Exercises to complete:
A) Reproduce the album description word for word, from "4 (Ensemble) Compositions" to "by Anthony Braxton.", inclusive.
B) In the album description, why does the Allmusic review say listeners wary of the more arcane side of Braxton's work would still find this album worthwhile? Answer in one to three sentences.

Given passage:
4 (Ensemble) Compositions (1992) is an album by American saxophonist and composer Anthony Braxton recorded in 1993 for the Italian Black Saint label.

Reception
The Allmusic review by Brian Olewnick awarded the album 4 stars stating "Listeners who might be cautious about the more arcane aspects of his work will find a relatively accessible introduction to Braxton's "classical" leanings herein as will others interested in the state of contemporary, creative orchestral writing. A rewarding, challenging effort".

Track listing
All compositions by Anthony Braxton.

Source material:
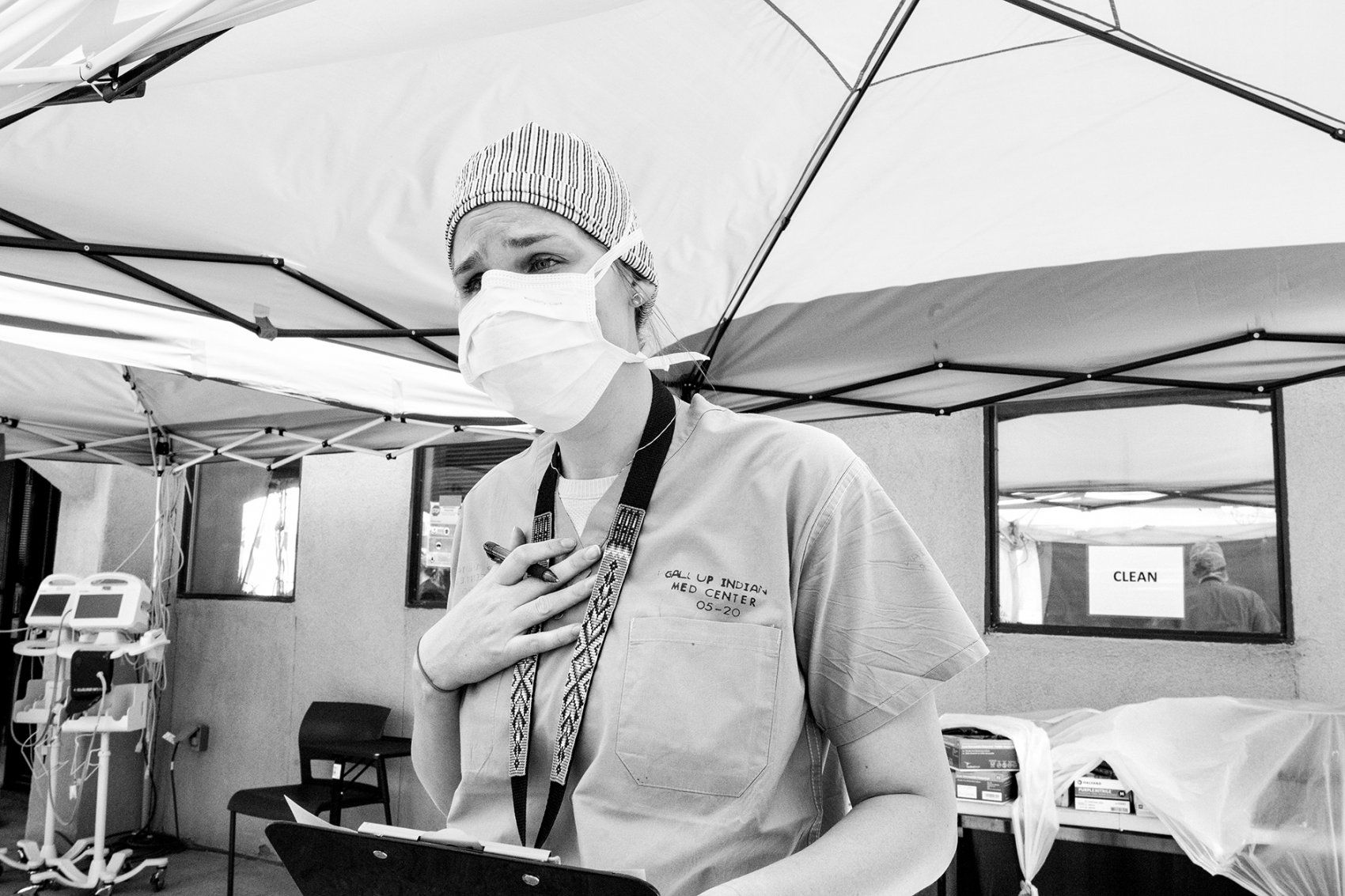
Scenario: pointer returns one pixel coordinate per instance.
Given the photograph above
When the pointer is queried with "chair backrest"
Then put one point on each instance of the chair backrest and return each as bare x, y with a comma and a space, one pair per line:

Worked answers:
A)
4 (Ensemble) Compositions (1992) is an album by American saxophonist and composer Anthony Braxton recorded in 1993 for the Italian Black Saint label.

Reception
The Allmusic review by Brian Olewnick awarded the album 4 stars stating "Listeners who might be cautious about the more arcane aspects of his work will find a relatively accessible introduction to Braxton's "classical" leanings herein as will others interested in the state of contemporary, creative orchestral writing. A rewarding, challenging effort".

Track listing
All compositions by Anthony Braxton.

B) The review says such listeners will find it a relatively accessible introduction to Braxton's "classical" leanings. It adds that the album will also appeal to others interested in contemporary, creative orchestral writing.